--- Task instructions ---
From the listing below, output only the lines starting at the line that has "Target: small gray rock" and ending at the line that has "Annotation task — tag each instance of the flat", exactly as they appear, ends included.

═══ Source data

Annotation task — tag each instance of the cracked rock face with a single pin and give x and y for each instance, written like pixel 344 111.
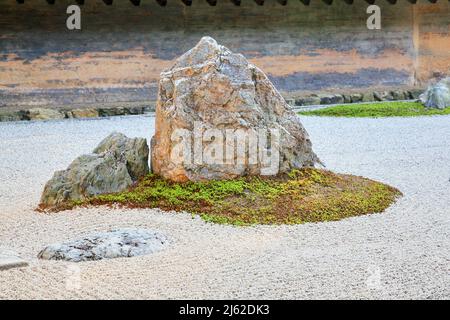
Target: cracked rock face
pixel 116 163
pixel 107 245
pixel 437 95
pixel 220 117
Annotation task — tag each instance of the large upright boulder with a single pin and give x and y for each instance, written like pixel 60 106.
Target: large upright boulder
pixel 227 116
pixel 115 164
pixel 437 95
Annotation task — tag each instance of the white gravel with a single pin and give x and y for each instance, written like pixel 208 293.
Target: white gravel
pixel 403 253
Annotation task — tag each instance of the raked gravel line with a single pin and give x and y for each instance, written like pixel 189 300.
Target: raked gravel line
pixel 403 253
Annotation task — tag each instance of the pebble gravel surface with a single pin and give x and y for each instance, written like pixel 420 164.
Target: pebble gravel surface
pixel 403 253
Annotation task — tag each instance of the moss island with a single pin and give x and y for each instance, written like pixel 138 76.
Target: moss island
pixel 306 195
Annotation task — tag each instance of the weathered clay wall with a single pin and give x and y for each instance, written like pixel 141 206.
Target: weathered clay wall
pixel 121 49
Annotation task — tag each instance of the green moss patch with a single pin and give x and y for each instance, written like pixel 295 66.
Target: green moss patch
pixel 307 195
pixel 377 110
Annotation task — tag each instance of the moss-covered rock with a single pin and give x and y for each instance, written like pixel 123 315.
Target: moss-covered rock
pixel 306 195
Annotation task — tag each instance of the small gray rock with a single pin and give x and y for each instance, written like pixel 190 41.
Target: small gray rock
pixel 438 95
pixel 106 245
pixel 44 114
pixel 331 99
pixel 114 165
pixel 9 260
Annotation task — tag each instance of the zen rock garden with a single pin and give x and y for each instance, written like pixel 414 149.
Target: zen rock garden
pixel 227 147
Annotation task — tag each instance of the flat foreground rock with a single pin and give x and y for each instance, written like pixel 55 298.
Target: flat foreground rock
pixel 437 95
pixel 106 245
pixel 9 260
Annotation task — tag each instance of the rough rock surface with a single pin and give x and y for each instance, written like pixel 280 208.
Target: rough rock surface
pixel 106 245
pixel 221 90
pixel 437 95
pixel 9 260
pixel 114 165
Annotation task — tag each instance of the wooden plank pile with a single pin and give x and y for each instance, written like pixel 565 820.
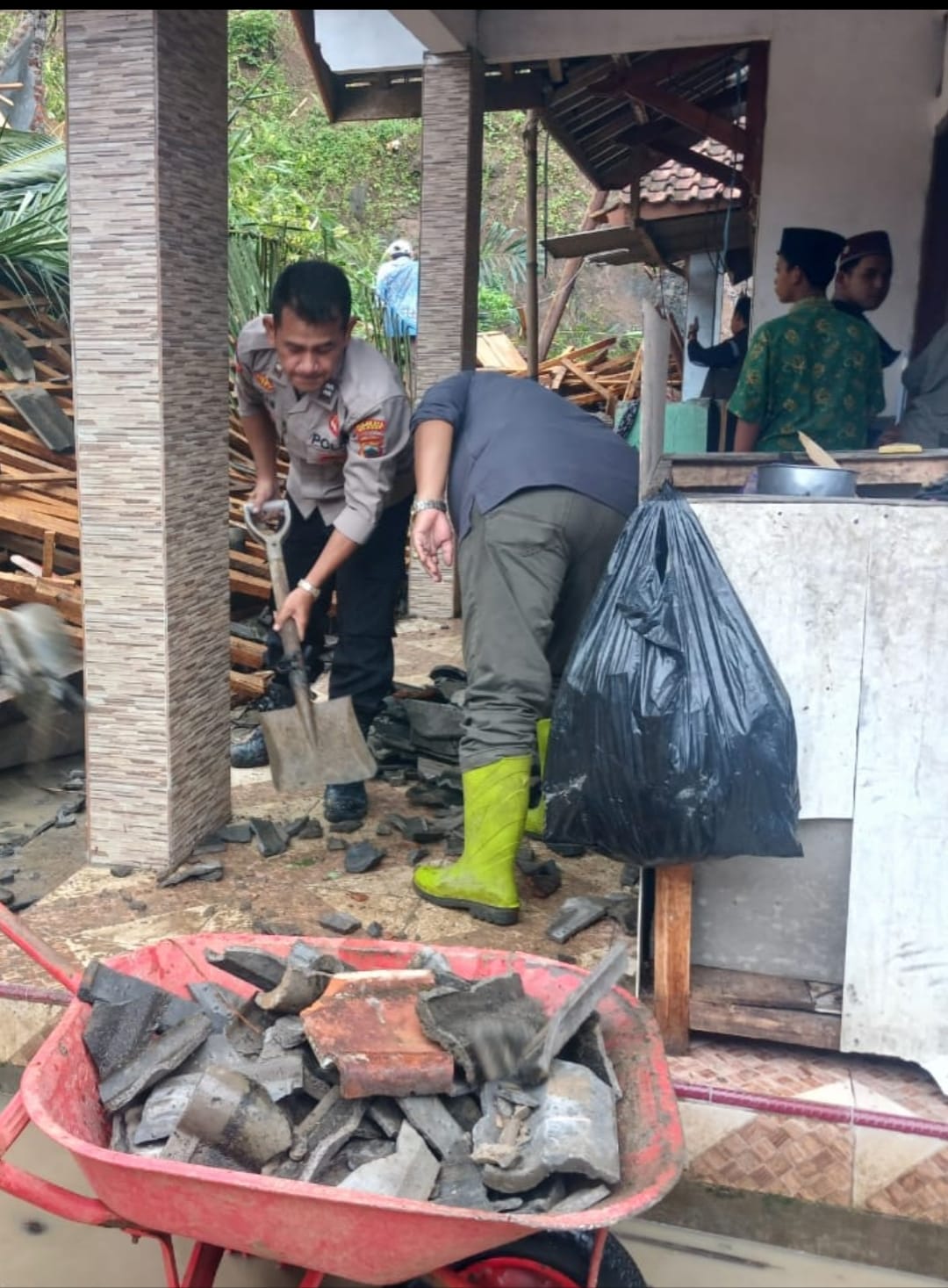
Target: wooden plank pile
pixel 40 558
pixel 589 377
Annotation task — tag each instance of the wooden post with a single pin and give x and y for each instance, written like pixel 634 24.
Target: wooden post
pixel 672 954
pixel 655 380
pixel 567 280
pixel 529 146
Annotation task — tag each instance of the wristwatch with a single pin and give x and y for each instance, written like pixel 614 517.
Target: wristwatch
pixel 418 507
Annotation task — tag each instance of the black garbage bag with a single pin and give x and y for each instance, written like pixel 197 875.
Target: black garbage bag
pixel 672 736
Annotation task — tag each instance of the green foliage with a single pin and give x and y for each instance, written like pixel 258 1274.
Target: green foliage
pixel 496 309
pixel 253 35
pixel 33 226
pixel 503 255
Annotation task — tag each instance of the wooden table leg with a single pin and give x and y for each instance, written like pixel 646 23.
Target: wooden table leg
pixel 672 954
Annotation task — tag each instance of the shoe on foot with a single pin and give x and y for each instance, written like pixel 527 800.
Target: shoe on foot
pixel 536 814
pixel 278 697
pixel 250 753
pixel 345 802
pixel 482 881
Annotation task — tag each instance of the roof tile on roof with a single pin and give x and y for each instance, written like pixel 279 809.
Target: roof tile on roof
pixel 679 184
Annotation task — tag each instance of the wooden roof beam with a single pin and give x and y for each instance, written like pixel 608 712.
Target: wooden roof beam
pixel 730 101
pixel 664 63
pixel 305 21
pixel 686 112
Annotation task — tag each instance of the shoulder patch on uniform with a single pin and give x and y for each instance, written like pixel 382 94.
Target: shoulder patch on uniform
pixel 370 437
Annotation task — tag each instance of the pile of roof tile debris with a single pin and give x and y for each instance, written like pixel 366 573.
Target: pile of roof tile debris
pixel 39 502
pixel 411 1083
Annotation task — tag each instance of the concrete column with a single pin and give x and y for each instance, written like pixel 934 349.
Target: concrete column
pixel 702 304
pixel 147 146
pixel 451 173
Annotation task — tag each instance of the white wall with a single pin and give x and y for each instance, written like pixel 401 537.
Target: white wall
pixel 939 112
pixel 849 126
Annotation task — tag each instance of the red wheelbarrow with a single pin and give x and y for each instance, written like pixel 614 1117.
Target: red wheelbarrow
pixel 320 1229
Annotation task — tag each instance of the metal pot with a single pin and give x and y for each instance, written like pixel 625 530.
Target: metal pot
pixel 779 479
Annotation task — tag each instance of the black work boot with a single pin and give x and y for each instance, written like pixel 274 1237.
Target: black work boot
pixel 251 751
pixel 345 802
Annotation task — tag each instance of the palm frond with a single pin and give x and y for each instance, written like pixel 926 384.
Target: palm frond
pixel 33 245
pixel 29 162
pixel 503 255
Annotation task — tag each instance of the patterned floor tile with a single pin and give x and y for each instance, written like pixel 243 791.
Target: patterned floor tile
pixel 764 1068
pixel 921 1193
pixel 793 1157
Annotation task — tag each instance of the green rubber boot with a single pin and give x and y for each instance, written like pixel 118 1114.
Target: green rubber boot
pixel 482 881
pixel 536 817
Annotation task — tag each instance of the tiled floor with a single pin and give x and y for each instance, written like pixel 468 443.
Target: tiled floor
pixel 876 1169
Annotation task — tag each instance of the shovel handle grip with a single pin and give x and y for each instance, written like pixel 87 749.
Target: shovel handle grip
pixel 62 970
pixel 32 1189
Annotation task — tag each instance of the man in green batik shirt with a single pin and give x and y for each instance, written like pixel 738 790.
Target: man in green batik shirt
pixel 815 369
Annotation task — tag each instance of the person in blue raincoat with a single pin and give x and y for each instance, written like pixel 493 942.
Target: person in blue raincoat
pixel 397 289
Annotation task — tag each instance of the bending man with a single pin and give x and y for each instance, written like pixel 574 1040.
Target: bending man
pixel 537 493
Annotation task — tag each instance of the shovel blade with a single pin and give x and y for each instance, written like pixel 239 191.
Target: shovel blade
pixel 341 753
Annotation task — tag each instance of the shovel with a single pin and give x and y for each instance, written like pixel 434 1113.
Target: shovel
pixel 309 746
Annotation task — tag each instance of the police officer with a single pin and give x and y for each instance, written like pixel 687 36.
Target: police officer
pixel 341 410
pixel 537 493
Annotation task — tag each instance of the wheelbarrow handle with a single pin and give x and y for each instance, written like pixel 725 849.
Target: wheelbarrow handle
pixel 43 953
pixel 32 1189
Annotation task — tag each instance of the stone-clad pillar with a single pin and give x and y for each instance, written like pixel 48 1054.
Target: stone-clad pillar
pixel 451 176
pixel 147 174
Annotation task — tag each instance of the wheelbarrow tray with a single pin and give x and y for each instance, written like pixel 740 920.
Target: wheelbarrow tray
pixel 363 1238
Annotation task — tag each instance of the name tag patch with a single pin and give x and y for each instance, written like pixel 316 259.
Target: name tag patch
pixel 370 438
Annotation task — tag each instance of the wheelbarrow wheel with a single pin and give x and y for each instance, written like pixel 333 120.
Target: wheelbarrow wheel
pixel 549 1260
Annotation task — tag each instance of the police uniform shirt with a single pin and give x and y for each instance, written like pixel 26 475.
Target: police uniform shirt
pixel 349 446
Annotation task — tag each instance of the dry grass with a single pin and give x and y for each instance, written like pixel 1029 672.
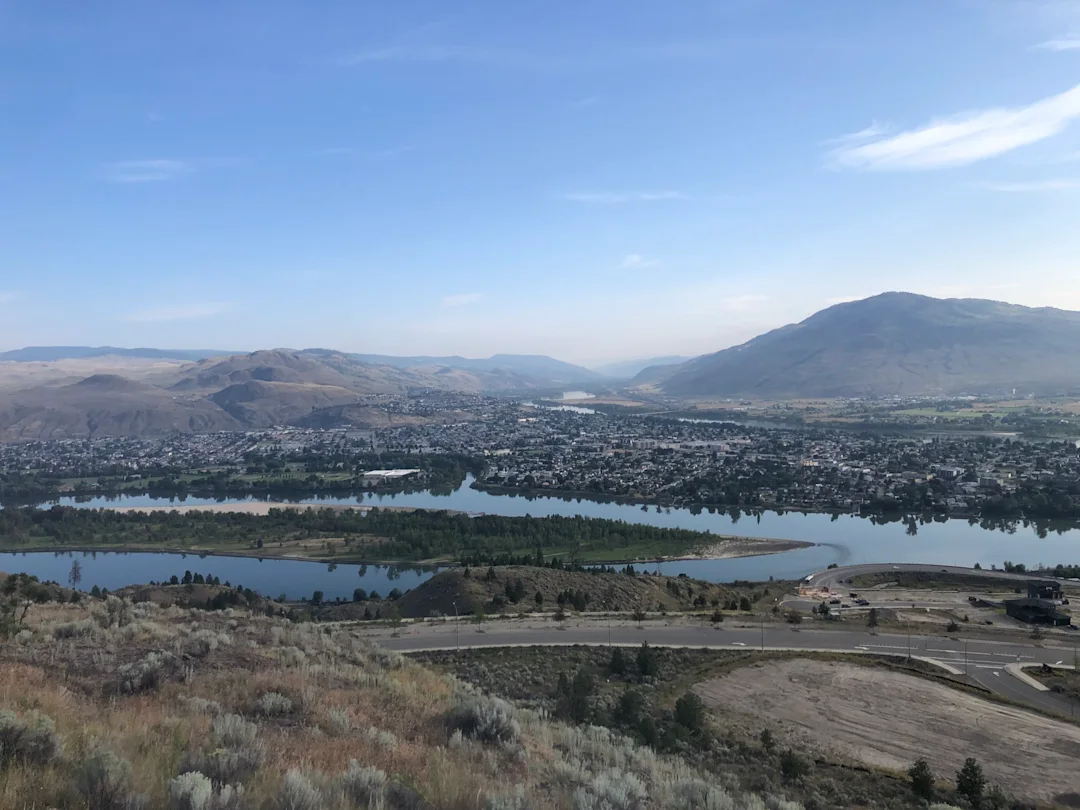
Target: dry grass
pixel 352 709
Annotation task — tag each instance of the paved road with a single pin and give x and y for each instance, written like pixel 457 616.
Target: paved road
pixel 984 661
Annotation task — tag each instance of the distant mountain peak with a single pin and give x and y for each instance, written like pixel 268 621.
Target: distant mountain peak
pixel 892 343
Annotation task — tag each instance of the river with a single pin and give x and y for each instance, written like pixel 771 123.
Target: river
pixel 844 539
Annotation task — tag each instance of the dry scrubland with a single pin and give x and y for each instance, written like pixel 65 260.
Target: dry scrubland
pixel 110 705
pixel 889 719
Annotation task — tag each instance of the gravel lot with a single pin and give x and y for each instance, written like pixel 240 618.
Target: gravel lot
pixel 890 719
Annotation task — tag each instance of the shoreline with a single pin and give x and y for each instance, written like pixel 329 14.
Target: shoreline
pixel 743 547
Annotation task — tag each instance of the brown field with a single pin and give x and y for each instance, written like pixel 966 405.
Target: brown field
pixel 890 719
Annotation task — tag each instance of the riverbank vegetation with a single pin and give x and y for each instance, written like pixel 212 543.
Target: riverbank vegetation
pixel 110 705
pixel 264 475
pixel 529 589
pixel 343 535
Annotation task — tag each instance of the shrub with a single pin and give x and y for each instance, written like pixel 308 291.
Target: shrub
pixel 273 704
pixel 364 786
pixel 75 630
pixel 793 767
pixel 768 741
pixel 513 800
pixel 694 794
pixel 618 663
pixel 104 781
pixel 646 661
pixel 690 712
pixel 487 719
pixel 225 766
pixel 230 730
pixel 201 705
pixel 382 738
pixel 28 740
pixel 144 674
pixel 338 723
pixel 297 793
pixel 922 780
pixel 190 792
pixel 970 782
pixel 611 791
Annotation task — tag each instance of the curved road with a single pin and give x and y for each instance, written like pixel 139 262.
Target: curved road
pixel 984 661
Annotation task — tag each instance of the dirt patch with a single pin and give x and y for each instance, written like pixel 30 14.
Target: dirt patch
pixel 889 719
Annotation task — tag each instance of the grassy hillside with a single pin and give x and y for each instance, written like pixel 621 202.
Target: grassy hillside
pixel 893 343
pixel 494 590
pixel 110 705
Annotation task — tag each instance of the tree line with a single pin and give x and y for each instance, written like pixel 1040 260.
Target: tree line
pixel 390 535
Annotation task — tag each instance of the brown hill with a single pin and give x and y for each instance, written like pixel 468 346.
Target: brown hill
pixel 266 404
pixel 893 343
pixel 603 592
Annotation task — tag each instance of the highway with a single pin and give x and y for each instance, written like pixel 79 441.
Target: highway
pixel 984 661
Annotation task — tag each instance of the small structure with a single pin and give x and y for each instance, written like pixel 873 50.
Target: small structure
pixel 1044 590
pixel 1037 611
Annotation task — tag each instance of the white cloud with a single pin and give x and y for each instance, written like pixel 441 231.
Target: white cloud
pixel 179 312
pixel 636 261
pixel 1067 43
pixel 1060 184
pixel 147 171
pixel 462 299
pixel 959 139
pixel 623 197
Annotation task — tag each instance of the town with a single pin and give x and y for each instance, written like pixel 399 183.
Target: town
pixel 650 459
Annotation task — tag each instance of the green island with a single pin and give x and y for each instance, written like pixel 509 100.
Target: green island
pixel 351 535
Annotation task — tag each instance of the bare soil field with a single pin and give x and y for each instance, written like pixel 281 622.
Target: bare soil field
pixel 890 719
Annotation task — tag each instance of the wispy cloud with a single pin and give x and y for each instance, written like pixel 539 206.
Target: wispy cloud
pixel 1067 43
pixel 179 312
pixel 959 139
pixel 147 171
pixel 636 261
pixel 744 302
pixel 462 299
pixel 623 197
pixel 842 299
pixel 1057 184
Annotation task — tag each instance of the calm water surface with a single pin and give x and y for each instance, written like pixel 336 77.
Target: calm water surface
pixel 844 540
pixel 296 579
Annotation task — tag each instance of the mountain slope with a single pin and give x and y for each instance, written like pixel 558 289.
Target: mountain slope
pixel 893 343
pixel 51 353
pixel 537 367
pixel 628 368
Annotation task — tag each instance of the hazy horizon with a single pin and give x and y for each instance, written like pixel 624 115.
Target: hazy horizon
pixel 596 183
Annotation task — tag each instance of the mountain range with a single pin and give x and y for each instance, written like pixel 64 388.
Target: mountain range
pixel 892 343
pixel 244 391
pixel 629 368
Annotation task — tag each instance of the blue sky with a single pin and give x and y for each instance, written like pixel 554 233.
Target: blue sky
pixel 593 179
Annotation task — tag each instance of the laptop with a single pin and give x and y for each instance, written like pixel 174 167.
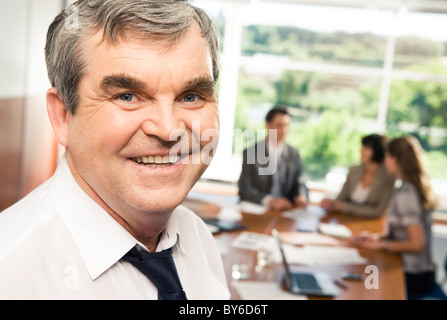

══════

--- Answer below ---
Target: small gray rock
pixel 438 95
pixel 106 245
pixel 44 114
pixel 331 99
pixel 114 165
pixel 9 260
Annotation task — tag each instance of the zen rock garden with a single pin and give x and y for each instance, written like pixel 414 149.
Target: zen rock garden
pixel 227 147
Annotation task — tag each instance of the flat foreground rock with a single pin and give x and y for each instance, written like pixel 55 298.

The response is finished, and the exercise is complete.